**Given request 1:**
Please repeat the lines in the records word for word, from the line containing "segment: green leafy plant" to the line containing "70], [189, 67]]", both included.

========================================

What rough beast, its hour come round at last, slouches towards Bethlehem to be born?

No photograph (and perhaps no icon) could carry as much information as this combination of words from Yeats’ “The Second Coming.” The many associations of “beast” (including the Beast of Revelation) do not “approach” – they “slouch.” It carries overtones of “slither” (and the serpent of the Garden) as well as other emotional content. And so the analysis would continue. It is a phrase that lives in my mind, capturing a reality both present and yet to come.

And this brings us back to lying. The struggle to speak the truth transcends mere morality. At its most fundamental level, it is a struggle to rightly relate to and participate in reality itself. To “live a lie” borders on not living at all – and is a synonym for hell.

To claim that the reality of our words lives only in the mind is itself a “lie” (not an intentional one, but simply not true). And even the photographic presentation of reality (as in all literalisms) fails to rise to the status of truth.

The Fathers held that the world-to-come (the Eschaton) was the truth. The Old Testament, they said, was a shadow, while the New Testament was an icon.

========================================

**Given request 2:**
Quote the passage on truth and lying from "To claim that" to "was an icon.".

[Records]
========================================

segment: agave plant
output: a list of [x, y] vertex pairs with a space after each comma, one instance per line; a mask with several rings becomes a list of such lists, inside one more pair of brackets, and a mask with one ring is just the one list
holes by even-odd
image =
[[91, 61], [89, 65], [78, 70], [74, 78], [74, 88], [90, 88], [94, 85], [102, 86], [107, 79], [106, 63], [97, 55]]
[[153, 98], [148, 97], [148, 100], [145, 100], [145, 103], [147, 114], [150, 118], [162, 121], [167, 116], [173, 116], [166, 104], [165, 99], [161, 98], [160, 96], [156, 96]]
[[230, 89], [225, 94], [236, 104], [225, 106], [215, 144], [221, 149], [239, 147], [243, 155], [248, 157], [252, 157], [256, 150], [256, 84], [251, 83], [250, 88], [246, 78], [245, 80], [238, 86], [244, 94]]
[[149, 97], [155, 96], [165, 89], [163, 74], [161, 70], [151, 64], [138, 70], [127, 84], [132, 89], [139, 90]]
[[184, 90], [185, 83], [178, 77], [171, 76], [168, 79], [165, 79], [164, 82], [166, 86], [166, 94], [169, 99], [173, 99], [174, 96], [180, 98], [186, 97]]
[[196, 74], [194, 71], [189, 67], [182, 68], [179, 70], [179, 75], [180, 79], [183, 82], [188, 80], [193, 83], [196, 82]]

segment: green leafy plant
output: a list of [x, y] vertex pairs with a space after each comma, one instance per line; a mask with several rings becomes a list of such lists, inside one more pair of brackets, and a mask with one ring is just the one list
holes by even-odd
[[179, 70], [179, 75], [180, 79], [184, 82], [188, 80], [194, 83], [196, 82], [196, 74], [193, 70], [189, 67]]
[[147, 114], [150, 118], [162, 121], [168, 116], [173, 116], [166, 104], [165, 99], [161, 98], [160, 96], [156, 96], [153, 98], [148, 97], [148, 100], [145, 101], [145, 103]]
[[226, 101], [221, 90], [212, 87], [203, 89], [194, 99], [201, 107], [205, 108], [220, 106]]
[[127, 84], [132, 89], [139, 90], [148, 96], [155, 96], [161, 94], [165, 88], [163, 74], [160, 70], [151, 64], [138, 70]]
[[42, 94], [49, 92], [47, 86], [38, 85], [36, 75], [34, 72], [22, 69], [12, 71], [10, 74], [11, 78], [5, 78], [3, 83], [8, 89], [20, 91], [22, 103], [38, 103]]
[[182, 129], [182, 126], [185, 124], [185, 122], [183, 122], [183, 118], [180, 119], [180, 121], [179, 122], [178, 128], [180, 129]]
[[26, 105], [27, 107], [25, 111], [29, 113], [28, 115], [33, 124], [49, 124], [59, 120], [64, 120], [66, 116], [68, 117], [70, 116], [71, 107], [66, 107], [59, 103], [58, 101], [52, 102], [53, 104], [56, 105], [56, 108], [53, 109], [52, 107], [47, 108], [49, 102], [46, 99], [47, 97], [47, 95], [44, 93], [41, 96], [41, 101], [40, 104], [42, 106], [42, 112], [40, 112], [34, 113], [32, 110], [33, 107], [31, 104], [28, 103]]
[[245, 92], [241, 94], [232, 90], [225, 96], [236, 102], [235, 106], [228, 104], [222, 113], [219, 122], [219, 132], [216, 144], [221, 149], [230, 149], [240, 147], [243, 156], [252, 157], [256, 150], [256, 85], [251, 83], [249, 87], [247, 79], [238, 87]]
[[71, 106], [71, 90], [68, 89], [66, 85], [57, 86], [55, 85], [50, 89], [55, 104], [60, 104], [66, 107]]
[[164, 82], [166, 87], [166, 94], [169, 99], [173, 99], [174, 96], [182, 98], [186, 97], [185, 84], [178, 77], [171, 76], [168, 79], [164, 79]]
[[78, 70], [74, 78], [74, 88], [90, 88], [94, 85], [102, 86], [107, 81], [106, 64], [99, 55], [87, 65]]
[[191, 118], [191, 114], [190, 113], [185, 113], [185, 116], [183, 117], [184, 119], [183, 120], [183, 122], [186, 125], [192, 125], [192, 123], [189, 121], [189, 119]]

========================================

**Exercise solution 1:**
segment: green leafy plant
output: a list of [x, y] vertex pairs with a space after each comma, one instance per line; a mask with several rings becomes a list of such lists, inside one more pair of brackets, and a mask with one ring is just the one list
holes by even-odd
[[179, 70], [179, 75], [180, 79], [184, 82], [188, 80], [194, 83], [196, 82], [196, 74], [193, 70], [189, 67]]

**Exercise solution 2:**
To claim that the reality of our words lives only in the mind is itself a “lie” (not an intentional one, but simply not true). And even the photographic presentation of reality (as in all literalisms) fails to rise to the status of truth.

The Fathers held that the world-to-come (the Eschaton) was the truth. The Old Testament, they said, was a shadow, while the New Testament was an icon.